**TEXT SHOWN:**
The Portland Fire Bureau’s ban on use of all fireworks, announced Tuesday morning, doesn’t prohibit their sale in the city.
The Fire Bureau said Tuesday a ban on fireworks was needed to protect city residents amid the ongoing heat wave and dry weather.
It comes less than a week out from the July Fourth weekend — but nothing bars anyone with a permit to sell retail fireworks from doing so in Portland. On Tuesday, fireworks stands in the city were open and doing brisk business.
Rob Garrison, public information officer for the bureau, said people can still sell and possess fireworks in Portland that are otherwise legal in Oregon.
It would take a state statute change or a city ordinance to prohibit the sale of fireworks, Garrison said, because it’s the Oregon State Fire Marshal’s Office that issues permits for firework sales. Portland Fire Chief Sara Boone, however, has the authority to place a short-term ban on fireworks use “because it’s a safety hazard,” Garrison said.
“If we wanted to permanently ban fireworks, which is not what we’re trying to do, that would have to be an ordinance,” he said.
City Commissioner Jo Ann Hardesty, who oversees the Fire Bureau, said in an email that she does not have the authority to ban the sale of fireworks. That, she wrote, would require an emergency declaration — an action only the mayor is authorized to take.
A spokesperson for the mayor’s office could not immediately be reached for comment.
“I take the threat fireworks pose very seriously,” Hardesty wrote. “I hear our community’s request for strong decisive action and I will be working with my colleagues to explore the option of a longer-term ban on the sale and use of fireworks, but that action will take more time than we have before the holiday weekend. I urge everyone in Portland to be responsible this upcoming weekend. Please refrain from using fireworks and encourage your neighbors to do the same.”
The bureau wrote in its statement that fire investigators will not patrol for use of fireworks but warned that they would investigate all fires linked to fireworks. Fireworks causing injury or extensive damage may result in heavy fines or jail time.
Officials asked people not call 911 to report fireworks use in order to reserve the emergency system for active fires and serious medical issues.
All areas of Multnomah County west of the Sandy River remain under a burn ban, which went into effect last Wednesday. The ban includes recreational campfires, fire pits, yard debris, agricultural burning and permits for open burning. Outdoor barbecuing is allowed.

**WHAT THE TASK REQUIRES:** Print the Portland fireworks ban article word for word, from start to finish. The records below the text can be ignored.

**SOURCE DATA:**

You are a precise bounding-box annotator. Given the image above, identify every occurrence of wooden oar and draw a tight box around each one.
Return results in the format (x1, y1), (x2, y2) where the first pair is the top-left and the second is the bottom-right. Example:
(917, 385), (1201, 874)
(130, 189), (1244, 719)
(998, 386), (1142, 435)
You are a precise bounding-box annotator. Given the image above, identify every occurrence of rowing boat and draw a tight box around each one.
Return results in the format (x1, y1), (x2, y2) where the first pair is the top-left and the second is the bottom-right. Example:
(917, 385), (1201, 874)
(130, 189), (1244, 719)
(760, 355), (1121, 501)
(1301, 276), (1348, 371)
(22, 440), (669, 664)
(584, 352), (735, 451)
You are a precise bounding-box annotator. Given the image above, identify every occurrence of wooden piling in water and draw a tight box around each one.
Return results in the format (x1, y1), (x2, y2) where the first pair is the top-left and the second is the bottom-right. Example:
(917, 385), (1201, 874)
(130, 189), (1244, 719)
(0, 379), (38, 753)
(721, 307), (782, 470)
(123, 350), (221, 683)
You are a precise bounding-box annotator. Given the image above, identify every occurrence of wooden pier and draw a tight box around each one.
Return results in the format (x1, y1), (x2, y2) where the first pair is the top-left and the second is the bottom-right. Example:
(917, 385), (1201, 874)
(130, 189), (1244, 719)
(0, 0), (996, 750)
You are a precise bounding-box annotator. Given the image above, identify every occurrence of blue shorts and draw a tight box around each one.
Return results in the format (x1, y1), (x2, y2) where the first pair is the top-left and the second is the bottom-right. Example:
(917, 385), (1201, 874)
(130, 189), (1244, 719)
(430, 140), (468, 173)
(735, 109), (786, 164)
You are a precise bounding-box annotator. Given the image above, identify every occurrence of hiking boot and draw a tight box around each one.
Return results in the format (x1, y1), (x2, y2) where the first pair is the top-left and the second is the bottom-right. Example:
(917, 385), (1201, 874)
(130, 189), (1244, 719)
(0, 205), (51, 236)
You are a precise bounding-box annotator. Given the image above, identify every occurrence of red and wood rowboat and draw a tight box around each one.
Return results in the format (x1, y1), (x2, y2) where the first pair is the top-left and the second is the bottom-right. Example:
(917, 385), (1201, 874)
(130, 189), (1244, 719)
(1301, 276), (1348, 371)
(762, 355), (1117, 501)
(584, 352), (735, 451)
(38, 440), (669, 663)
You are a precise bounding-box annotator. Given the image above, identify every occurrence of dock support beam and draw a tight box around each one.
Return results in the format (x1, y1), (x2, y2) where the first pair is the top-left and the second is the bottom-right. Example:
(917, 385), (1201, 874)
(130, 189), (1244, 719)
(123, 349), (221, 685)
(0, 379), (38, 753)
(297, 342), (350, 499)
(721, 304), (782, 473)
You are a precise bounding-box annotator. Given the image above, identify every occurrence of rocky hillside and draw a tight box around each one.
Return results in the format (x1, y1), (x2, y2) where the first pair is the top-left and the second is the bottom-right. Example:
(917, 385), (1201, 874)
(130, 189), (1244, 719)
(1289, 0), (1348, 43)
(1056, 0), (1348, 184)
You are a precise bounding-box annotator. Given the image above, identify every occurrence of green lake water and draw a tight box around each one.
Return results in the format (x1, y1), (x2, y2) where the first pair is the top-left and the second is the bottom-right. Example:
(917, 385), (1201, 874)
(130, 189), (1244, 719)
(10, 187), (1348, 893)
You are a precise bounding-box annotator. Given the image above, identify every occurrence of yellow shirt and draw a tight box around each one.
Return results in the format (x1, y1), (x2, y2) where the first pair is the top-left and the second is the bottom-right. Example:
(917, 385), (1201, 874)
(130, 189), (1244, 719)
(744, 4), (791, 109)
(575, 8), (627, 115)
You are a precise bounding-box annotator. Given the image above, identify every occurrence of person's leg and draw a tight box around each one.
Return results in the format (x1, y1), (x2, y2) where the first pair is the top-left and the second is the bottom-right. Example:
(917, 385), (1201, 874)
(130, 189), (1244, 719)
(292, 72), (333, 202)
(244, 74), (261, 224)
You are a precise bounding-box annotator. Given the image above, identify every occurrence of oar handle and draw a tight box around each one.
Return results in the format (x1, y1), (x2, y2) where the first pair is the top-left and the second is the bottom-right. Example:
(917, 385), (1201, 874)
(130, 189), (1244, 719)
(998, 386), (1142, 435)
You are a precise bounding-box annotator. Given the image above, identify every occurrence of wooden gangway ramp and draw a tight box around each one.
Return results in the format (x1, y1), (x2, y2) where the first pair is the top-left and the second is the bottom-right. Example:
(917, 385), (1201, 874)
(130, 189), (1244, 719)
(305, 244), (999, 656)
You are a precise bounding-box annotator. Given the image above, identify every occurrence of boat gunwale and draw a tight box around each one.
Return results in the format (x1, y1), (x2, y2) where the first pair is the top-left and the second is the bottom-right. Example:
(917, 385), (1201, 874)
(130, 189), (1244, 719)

**TASK RESULT:**
The Portland Fire Bureau’s ban on use of all fireworks, announced Tuesday morning, doesn’t prohibit their sale in the city.
The Fire Bureau said Tuesday a ban on fireworks was needed to protect city residents amid the ongoing heat wave and dry weather.
It comes less than a week out from the July Fourth weekend — but nothing bars anyone with a permit to sell retail fireworks from doing so in Portland. On Tuesday, fireworks stands in the city were open and doing brisk business.
Rob Garrison, public information officer for the bureau, said people can still sell and possess fireworks in Portland that are otherwise legal in Oregon.
It would take a state statute change or a city ordinance to prohibit the sale of fireworks, Garrison said, because it’s the Oregon State Fire Marshal’s Office that issues permits for firework sales. Portland Fire Chief Sara Boone, however, has the authority to place a short-term ban on fireworks use “because it’s a safety hazard,” Garrison said.
“If we wanted to permanently ban fireworks, which is not what we’re trying to do, that would have to be an ordinance,” he said.
City Commissioner Jo Ann Hardesty, who oversees the Fire Bureau, said in an email that she does not have the authority to ban the sale of fireworks. That, she wrote, would require an emergency declaration — an action only the mayor is authorized to take.
A spokesperson for the mayor’s office could not immediately be reached for comment.
“I take the threat fireworks pose very seriously,” Hardesty wrote. “I hear our community’s request for strong decisive action and I will be working with my colleagues to explore the option of a longer-term ban on the sale and use of fireworks, but that action will take more time than we have before the holiday weekend. I urge everyone in Portland to be responsible this upcoming weekend. Please refrain from using fireworks and encourage your neighbors to do the same.”
The bureau wrote in its statement that fire investigators will not patrol for use of fireworks but warned that they would investigate all fires linked to fireworks. Fireworks causing injury or extensive damage may result in heavy fines or jail time.
Officials asked people not call 911 to report fireworks use in order to reserve the emergency system for active fires and serious medical issues.
All areas of Multnomah County west of the Sandy River remain under a burn ban, which went into effect last Wednesday. The ban includes recreational campfires, fire pits, yard debris, agricultural burning and permits for open burning. Outdoor barbecuing is allowed.